• _Provided text_
Editor’s Note: We’d like to welcome once again Pages and Patterns guest blogger, Fran Ciotoli, who reflects on the pages on her shelves and patterns in her life. As always, readers are invited to share your reactions in a comment.
“Any time with Jamie Fraser is time well spent.”
Until a few months ago I was unacquainted with James Fraser of Diana Gabaldon’s immensely popular Outlander series, but I was intrigued in part by the recommendation of a colleague I greatly respect. It didn’t take long for me to crush on the main character—Jamie Fraser, an eighteenth-century Scot—and it was really no surprise, given the many notches in my literary bedpost.
My first real literary love was a writer himself, the darkly handsome and rakish Lord Byron. I distinctly remember sitting in eleventh-grade English class as our teacher recited, “She walks in beauty like the night.” At the poem’s end, fifteen Catholic girls and one nun sighed in unison. I was obsessed with “My Dark Lord” until the following week, when we read “To the Moon,” by Percy Bysshe Shelley. From that poem forward, I was totally Team Shelley.
Later that year, my wonderful English teacher and closet Romantic, Sister Marion, led the class through Jane Eyre and Pride and Prejudice. I discovered in these novels two very different heroes: Rochester and Darcy. I became involved in a love triangle that continues to this day. Rochester’s raw, explosive temper complemented Darcy’s haughty and controlled cynicism and both spoke to passion in their own ways. With these men, I could be crushed in a consuming embrace and courted with the finest wit.
I had a new English teacher my senior year, a rogue ex-nun with an Irish brogue who was five feet of feisty. This was AP English—for serious readers and writers. And I wasn’t disappointed. In this class I learned to love the mind of a man. Our first novel was The Fountainhead, by Ayn Rand. While I will never forget the image forged in Rand’s first two sentences—“Howard Roark laughed. He stood naked on the edge of a cliff”—it was Roark’s creative genius that fascinated. Similarly, Atticus Finch, from To Kill a Mockingbird, read later that year, taught me to value a man who embraces and lives by a core set of beliefs. It is embedded in everything he says and does. Whether proclaiming loudly like Roark or quietly like Atticus, the result is the same—I love such characters for their clear-minded intelligence and devotion to their values and ideals.
As a woman in her late thirties, I am no longer in the first blush of love. I have lived with these men for many years and our relationships have changed through multiple readings and manifold life experiences that affect interpretation. They are not clandestine affairs, but openly part of the woman I am. My husband knows all about these men, and is not threatened in the least. Nor should he be; in him I find many of the best characteristics of my literary loves.

• _Problems to solve_
1. Repeat the blog post from "As a woman in" up to and including "my literary loves.".
2. Answer these questions using the blog post:
(a) In which grade was the writer's class when the teacher recited "She walks in beauty like the night"?
(b) What was the first novel read in the writer's senior-year AP English class?
(c) Which teacher led the class through Jane Eyre and Pride and Prejudice?
3. Decide whether each statement agrees with the blog post, and quote the words that settle it:
(a) A colleague's recommendation was part of what drew the writer to the Outlander series.
(b) The writer's husband feels threatened by her literary loves.
(c) Atticus Finch is a character from The Fountainhead.
The listing after the blog post is separate material.

• _Dataset extract_
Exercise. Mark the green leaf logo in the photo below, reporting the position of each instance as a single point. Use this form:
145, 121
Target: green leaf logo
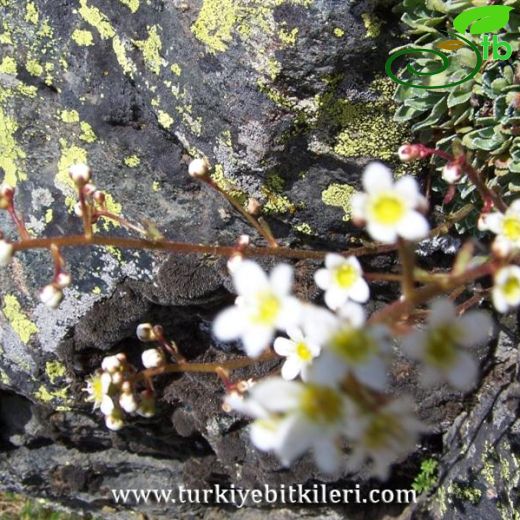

• _Outputs in order_
1.
As a woman in her late thirties, I am no longer in the first blush of love. I have lived with these men for many years and our relationships have changed through multiple readings and manifold life experiences that affect interpretation. They are not clandestine affairs, but openly part of the woman I am. My husband knows all about these men, and is not threatened in the least. Nor should he be; in him I find many of the best characteristics of my literary loves.

2.
(a) Eleventh grade.
(b) The Fountainhead, by Ayn Rand.
(c) Sister Marion.

3.
(a) Yes: "I was intrigued in part by the recommendation of a colleague I greatly respect."
(b) No: "My husband knows all about these men, and is not threatened in the least."
(c) No: "Atticus Finch, from To Kill a Mockingbird."